**What is required**
Return every line of the records that includes the string "below".

**Extracted data**
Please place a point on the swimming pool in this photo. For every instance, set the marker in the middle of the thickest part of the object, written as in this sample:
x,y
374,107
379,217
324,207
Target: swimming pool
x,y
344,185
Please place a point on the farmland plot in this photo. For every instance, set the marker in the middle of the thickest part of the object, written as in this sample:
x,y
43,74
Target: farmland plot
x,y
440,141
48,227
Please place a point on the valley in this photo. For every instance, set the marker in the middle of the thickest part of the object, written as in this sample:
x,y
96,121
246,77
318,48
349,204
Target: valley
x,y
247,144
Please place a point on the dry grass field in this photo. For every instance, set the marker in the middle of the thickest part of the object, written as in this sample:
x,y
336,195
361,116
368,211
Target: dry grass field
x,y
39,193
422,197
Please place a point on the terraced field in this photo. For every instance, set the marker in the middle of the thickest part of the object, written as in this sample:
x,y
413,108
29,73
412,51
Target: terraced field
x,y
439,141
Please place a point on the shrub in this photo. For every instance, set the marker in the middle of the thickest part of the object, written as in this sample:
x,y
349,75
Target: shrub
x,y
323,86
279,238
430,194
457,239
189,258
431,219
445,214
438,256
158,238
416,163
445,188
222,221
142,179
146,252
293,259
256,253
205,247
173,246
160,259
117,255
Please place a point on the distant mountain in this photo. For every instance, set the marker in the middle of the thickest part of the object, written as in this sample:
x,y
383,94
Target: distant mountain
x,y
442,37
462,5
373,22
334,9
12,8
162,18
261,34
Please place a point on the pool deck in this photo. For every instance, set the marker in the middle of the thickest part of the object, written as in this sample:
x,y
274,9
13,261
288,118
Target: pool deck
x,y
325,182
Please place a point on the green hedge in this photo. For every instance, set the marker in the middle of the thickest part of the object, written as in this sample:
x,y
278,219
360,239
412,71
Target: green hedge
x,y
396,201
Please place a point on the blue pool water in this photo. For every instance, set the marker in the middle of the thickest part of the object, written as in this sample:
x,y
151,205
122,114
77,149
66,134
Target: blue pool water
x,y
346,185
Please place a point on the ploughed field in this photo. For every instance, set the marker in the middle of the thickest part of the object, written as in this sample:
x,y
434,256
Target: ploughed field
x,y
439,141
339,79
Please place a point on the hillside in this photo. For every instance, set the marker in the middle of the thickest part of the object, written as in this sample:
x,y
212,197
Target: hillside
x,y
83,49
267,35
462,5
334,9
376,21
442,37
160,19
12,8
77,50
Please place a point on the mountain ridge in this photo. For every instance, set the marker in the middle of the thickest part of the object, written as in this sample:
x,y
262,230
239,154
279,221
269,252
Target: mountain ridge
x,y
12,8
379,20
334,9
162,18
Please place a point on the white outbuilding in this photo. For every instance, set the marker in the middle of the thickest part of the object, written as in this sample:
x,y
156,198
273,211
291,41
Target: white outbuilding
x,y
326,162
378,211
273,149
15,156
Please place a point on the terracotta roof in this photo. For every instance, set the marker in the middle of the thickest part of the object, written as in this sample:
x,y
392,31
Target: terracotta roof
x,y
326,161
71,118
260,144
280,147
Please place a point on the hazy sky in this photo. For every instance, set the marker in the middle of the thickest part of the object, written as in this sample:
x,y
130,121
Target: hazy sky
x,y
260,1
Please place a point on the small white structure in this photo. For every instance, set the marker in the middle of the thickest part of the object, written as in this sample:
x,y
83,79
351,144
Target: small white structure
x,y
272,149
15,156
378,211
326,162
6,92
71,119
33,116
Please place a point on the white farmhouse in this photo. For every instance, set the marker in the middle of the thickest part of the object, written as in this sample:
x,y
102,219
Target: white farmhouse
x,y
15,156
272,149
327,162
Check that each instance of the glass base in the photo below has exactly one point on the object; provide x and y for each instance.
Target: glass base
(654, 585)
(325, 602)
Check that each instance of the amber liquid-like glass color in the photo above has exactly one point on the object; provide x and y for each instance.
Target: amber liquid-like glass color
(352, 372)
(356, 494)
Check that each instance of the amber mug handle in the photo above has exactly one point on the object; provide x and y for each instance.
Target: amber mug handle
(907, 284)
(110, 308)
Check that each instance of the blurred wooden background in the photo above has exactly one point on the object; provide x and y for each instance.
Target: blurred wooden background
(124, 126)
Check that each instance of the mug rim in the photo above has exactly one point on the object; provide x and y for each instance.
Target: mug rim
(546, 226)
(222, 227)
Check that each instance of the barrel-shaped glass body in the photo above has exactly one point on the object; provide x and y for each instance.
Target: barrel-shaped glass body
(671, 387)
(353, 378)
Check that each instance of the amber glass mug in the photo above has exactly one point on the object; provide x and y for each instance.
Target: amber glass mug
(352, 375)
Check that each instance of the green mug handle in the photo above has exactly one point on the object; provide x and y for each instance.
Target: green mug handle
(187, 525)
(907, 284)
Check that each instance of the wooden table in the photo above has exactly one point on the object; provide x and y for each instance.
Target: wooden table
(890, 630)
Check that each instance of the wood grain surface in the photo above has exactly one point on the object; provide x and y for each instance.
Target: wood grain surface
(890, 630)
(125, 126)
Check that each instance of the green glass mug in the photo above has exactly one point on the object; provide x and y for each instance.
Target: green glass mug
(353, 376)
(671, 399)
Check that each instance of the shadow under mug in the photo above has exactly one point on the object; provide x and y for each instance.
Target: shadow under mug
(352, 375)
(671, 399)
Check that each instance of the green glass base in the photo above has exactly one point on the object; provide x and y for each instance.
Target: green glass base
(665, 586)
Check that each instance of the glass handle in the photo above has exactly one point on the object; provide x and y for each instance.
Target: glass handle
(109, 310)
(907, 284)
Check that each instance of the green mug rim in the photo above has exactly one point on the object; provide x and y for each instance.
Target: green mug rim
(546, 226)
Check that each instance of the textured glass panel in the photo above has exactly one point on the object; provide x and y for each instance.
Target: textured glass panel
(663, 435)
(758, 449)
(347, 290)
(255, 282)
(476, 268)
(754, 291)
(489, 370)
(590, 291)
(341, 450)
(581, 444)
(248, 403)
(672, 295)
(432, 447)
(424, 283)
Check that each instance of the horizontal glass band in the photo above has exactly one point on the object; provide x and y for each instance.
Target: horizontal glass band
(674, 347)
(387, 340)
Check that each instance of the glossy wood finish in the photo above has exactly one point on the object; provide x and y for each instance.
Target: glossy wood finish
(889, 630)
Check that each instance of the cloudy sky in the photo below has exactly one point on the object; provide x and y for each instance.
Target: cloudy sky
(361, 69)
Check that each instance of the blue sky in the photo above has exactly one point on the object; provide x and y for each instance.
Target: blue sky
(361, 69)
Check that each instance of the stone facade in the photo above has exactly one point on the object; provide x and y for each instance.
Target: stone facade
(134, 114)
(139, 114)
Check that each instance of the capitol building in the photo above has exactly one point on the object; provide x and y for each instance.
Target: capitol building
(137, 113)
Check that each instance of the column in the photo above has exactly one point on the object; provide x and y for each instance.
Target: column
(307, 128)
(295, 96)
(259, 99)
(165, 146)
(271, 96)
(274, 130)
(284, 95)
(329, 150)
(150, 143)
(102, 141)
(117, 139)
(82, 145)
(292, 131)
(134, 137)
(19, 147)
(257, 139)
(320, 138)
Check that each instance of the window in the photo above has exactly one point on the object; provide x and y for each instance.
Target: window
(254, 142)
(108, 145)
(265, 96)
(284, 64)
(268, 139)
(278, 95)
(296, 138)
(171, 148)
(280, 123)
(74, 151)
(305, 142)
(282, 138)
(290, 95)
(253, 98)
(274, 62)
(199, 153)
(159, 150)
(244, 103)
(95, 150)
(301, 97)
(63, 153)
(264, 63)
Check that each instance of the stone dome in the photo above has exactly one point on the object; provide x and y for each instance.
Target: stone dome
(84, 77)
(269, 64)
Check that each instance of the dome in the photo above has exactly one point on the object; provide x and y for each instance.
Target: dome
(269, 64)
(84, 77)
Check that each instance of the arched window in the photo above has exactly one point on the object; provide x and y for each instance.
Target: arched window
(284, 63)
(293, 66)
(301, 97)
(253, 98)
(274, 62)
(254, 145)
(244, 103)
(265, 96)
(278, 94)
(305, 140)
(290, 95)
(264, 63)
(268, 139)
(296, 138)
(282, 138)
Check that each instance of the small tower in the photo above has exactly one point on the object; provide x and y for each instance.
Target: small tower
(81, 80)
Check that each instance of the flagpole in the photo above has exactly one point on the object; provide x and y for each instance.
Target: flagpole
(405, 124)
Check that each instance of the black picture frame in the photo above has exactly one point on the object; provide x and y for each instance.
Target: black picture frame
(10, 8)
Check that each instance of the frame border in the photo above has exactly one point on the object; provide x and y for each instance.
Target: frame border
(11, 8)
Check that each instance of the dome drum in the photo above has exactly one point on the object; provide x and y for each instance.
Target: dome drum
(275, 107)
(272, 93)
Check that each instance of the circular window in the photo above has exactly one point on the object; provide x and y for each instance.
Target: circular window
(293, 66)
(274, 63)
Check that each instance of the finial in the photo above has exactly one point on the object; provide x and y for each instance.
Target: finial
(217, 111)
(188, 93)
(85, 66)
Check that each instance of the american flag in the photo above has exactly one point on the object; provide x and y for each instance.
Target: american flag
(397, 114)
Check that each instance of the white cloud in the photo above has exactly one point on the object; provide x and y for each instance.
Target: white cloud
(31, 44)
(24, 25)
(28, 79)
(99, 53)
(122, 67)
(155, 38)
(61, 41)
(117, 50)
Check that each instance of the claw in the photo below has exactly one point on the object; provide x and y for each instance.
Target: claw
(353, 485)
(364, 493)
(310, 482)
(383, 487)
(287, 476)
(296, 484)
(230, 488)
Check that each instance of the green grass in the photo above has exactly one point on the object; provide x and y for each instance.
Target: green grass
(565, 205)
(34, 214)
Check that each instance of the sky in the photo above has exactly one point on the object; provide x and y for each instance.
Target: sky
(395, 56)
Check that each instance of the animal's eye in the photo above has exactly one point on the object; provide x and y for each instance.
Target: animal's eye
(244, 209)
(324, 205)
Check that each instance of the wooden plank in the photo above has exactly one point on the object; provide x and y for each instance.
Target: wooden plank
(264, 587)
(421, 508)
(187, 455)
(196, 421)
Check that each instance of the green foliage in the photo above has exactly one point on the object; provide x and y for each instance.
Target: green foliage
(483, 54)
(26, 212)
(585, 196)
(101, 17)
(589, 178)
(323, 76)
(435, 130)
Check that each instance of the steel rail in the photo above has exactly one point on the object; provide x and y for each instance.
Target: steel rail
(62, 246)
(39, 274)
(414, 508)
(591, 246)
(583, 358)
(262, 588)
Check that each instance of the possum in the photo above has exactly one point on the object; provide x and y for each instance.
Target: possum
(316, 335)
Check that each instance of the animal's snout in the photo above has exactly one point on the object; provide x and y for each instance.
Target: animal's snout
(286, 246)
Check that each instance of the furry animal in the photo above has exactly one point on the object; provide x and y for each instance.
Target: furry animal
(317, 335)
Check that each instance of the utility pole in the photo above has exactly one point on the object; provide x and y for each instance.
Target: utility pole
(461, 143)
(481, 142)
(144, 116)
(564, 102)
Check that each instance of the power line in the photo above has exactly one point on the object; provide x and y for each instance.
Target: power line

**Solution for this problem**
Check that each instance of the glass base in the photo below has exactly one point on the object; provide x and y for each instance.
Check that each instance of the cloudy sky in the photo below has exactly one point on the object; provide x and y for each instance.
Check that each instance of the claw in the photo below has exactly one point on the object; provide x and y for each instance.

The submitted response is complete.